WORK REQUEST:
Copy out the passage about the feature match against Justin in full, word for word.

PASSAGE:
※

So we sat down to our feature match and played. Justin mulliganed and I kept a hand that could be explosive if I found a bounce land. I failed for several
turns, and Justin managed to make a Titan and threatened to kill me on the next turn. I drew a bounce land, which let me cast Hive Mind, then another Hive
Mind and Pact of Negation, so that Justin would have to pay for that Pact and the Summoner’s Pact he’d cast on his turn, which he couldn’t do, and I won
the first game.
I was up a game, a single game away from making my third Pro Tour top 8, a huge accomplishment that felt massively important to my legacy moving forward,
but I wasn’t even really happy about being up a game. I didn’t want to beat Justin.
I think Justin’s lived with me since before my first Pro Tour–certainly right around then, and we’ve gotten a lot closer lately. He recently stopped
working and focused on Magic, organized my cards to make it easier for us to prepare, and put countless hours into helping me prepare for the World
Championships. He convinced me to play Amulet Bloom and taught me how, and this was his first Pro Tour. Making the top 8 would be an awesome story, and it
would catapult him onto the pro Magic scene. This finish for him would mean that he wouldn’t need a job, and he could start going to GPs with me. He could
stop playing PTQs or PPTQs and we could focus on all the same tournaments. I’d thought about asking him to concede–I knew that I was playing for points
and for the top 8, and he was playing for money, and if I got the win, I could easily make the money up to him. But up a game, I realized that the finish
was actually more important to him, even if I didn’t think he appreciated that yet.

※

Saved entries
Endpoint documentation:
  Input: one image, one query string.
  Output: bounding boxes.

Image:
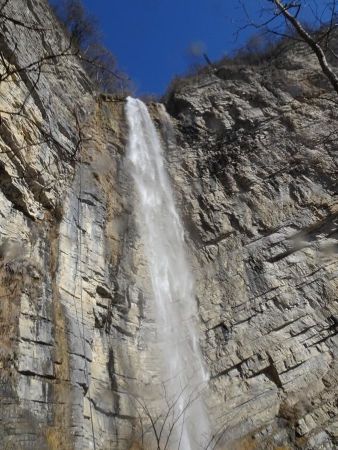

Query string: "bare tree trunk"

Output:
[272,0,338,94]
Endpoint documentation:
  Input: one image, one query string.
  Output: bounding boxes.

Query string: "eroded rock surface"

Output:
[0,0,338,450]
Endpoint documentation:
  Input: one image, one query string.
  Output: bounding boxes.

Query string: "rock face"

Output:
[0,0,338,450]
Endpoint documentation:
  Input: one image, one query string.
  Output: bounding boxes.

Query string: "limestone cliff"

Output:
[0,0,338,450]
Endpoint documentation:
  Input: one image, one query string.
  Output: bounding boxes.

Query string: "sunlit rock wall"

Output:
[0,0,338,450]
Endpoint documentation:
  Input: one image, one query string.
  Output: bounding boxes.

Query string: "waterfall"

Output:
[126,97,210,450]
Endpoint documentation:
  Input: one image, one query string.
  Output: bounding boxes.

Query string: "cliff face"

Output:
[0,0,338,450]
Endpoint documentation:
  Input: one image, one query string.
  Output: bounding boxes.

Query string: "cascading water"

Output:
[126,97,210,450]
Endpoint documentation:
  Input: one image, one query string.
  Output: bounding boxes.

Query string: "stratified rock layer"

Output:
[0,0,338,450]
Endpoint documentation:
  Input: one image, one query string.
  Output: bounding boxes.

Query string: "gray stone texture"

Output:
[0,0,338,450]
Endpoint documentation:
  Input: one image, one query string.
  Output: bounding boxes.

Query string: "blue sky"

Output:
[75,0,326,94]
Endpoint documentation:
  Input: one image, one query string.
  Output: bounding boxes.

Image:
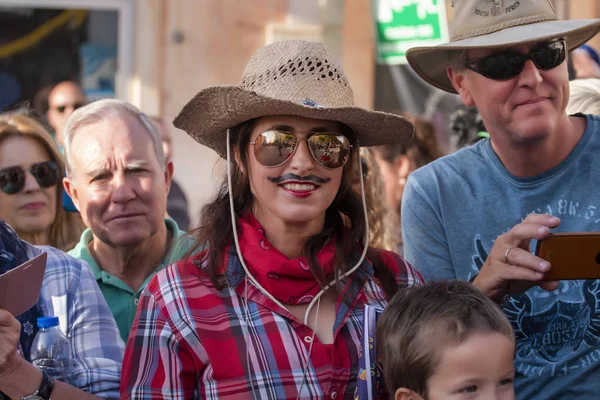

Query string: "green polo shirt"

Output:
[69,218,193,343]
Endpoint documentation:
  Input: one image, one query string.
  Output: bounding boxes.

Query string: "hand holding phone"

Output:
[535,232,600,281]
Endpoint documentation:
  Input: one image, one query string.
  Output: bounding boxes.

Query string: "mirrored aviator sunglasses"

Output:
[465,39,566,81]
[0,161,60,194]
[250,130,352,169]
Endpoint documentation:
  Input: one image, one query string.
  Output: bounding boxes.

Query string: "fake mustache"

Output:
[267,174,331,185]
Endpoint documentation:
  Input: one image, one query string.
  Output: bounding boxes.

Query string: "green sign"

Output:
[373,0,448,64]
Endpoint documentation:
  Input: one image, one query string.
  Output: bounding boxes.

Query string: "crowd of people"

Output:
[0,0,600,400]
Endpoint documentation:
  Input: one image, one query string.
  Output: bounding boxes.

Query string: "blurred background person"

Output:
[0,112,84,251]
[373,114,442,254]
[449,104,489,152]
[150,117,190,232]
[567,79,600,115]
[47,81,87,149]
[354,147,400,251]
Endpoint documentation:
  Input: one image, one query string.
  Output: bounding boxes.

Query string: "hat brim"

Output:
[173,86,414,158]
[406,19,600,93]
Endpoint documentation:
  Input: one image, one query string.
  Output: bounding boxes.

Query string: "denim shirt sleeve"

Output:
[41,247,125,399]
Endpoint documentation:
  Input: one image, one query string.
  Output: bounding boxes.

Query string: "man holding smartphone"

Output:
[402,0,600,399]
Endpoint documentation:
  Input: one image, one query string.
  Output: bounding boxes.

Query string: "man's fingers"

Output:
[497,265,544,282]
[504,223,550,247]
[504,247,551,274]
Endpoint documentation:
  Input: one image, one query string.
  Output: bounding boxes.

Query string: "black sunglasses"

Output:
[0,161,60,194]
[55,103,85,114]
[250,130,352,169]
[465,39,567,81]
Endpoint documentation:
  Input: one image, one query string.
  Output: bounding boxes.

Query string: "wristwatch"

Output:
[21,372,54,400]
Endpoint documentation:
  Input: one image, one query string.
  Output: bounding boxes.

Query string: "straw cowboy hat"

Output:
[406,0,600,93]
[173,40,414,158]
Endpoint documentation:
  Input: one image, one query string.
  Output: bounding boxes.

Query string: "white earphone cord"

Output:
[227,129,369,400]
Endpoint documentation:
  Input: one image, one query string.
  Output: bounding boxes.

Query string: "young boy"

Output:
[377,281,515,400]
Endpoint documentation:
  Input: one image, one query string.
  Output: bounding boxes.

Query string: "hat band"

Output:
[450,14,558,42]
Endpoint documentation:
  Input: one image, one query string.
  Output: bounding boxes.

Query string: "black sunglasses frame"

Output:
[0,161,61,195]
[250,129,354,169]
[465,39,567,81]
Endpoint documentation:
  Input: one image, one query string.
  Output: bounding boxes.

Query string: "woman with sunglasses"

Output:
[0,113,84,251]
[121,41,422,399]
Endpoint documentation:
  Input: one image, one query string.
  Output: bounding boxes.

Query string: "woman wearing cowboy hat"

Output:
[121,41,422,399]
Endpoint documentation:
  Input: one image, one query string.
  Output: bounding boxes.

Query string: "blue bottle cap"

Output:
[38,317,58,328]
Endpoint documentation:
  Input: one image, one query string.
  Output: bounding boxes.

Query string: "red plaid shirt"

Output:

※

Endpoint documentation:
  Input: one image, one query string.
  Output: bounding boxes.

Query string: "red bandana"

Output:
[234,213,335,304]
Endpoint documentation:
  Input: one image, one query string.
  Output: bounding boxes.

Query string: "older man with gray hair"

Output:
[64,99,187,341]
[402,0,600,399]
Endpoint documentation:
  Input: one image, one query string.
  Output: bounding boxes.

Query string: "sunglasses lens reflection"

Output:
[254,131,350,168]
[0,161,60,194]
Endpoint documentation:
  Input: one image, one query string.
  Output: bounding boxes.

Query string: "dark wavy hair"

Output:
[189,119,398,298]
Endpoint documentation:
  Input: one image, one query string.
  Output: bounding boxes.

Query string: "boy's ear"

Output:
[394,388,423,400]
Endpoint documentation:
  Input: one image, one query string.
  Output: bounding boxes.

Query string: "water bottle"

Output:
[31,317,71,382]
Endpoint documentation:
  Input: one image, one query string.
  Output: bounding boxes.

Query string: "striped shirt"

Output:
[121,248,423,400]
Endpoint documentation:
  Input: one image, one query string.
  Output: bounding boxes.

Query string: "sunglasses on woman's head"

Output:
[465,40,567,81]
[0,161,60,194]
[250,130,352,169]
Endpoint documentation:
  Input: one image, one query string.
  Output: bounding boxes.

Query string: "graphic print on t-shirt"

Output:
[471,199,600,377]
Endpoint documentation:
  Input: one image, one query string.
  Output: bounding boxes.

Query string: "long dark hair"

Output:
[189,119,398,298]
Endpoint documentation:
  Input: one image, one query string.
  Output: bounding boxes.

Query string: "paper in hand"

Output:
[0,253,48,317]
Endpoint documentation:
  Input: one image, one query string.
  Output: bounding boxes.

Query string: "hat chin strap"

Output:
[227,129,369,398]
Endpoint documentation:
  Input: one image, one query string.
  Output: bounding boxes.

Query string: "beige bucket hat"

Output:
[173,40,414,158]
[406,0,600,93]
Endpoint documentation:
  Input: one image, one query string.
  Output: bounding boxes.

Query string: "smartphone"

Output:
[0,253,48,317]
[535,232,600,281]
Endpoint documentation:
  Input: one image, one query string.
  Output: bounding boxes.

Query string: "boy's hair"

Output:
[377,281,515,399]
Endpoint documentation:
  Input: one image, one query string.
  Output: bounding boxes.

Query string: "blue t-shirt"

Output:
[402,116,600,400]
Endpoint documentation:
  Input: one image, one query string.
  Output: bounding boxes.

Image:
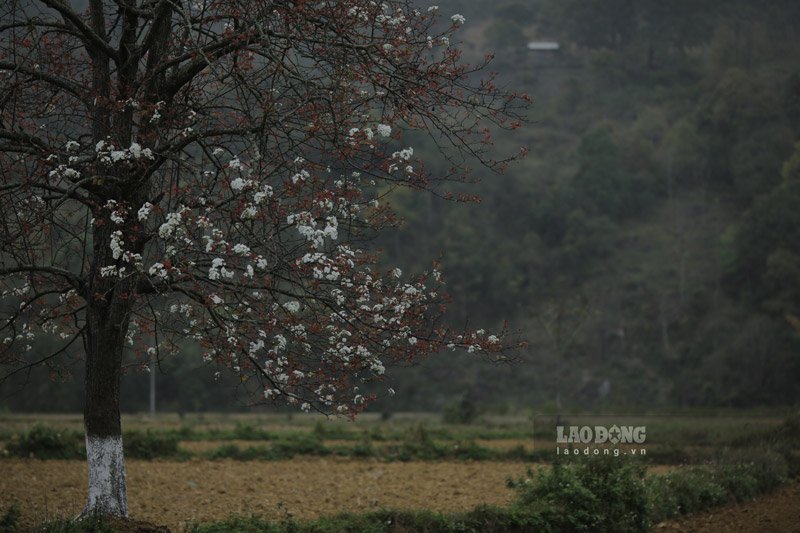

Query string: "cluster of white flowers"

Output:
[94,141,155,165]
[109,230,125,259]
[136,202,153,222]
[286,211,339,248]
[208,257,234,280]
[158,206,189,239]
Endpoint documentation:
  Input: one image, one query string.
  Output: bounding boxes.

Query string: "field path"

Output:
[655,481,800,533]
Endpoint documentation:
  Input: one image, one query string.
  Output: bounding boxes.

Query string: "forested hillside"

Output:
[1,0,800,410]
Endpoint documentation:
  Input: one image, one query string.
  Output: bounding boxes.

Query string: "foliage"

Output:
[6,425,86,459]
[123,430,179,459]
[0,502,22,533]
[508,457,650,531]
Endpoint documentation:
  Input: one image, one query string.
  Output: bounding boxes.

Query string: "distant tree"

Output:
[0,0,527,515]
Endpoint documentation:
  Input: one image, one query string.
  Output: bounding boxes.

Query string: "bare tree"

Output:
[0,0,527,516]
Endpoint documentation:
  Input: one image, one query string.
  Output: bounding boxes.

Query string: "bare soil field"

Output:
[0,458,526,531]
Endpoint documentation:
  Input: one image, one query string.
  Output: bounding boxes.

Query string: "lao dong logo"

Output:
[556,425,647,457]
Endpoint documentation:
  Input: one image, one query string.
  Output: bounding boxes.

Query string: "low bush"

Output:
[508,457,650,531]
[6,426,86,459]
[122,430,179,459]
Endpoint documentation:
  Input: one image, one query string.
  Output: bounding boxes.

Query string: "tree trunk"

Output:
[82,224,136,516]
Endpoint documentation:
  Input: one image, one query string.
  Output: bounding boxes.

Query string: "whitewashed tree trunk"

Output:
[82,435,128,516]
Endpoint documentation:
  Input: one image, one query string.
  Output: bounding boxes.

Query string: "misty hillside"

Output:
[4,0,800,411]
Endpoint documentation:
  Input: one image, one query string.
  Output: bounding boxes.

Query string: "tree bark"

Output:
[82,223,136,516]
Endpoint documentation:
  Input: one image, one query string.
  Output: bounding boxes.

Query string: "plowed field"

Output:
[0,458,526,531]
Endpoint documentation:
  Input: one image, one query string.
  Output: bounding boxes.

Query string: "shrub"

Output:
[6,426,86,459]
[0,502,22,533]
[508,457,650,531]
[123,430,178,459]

※

RESPONSE TO THIS TASK:
So we sat down to our feature match and played. Justin mulliganed and I kept a hand that could be explosive if I found a bounce land. I failed for several
turns, and Justin managed to make a Titan and threatened to kill me on the next turn. I drew a bounce land, which let me cast Hive Mind, then another Hive
Mind and Pact of Negation, so that Justin would have to pay for that Pact and the Summoner’s Pact he’d cast on his turn, which he couldn’t do, and I won
the first game.
I was up a game, a single game away from making my third Pro Tour top 8, a huge accomplishment that felt massively important to my legacy moving forward,
but I wasn’t even really happy about being up a game. I didn’t want to beat Justin.
I think Justin’s lived with me since before my first Pro Tour–certainly right around then, and we’ve gotten a lot closer lately. He recently stopped
working and focused on Magic, organized my cards to make it easier for us to prepare, and put countless hours into helping me prepare for the World
Championships. He convinced me to play Amulet Bloom and taught me how, and this was his first Pro Tour. Making the top 8 would be an awesome story, and it
would catapult him onto the pro Magic scene. This finish for him would mean that he wouldn’t need a job, and he could start going to GPs with me. He could
stop playing PTQs or PPTQs and we could focus on all the same tournaments. I’d thought about asking him to concede–I knew that I was playing for points
and for the top 8, and he was playing for money, and if I got the win, I could easily make the money up to him. But up a game, I realized that the finish
was actually more important to him, even if I didn’t think he appreciated that yet.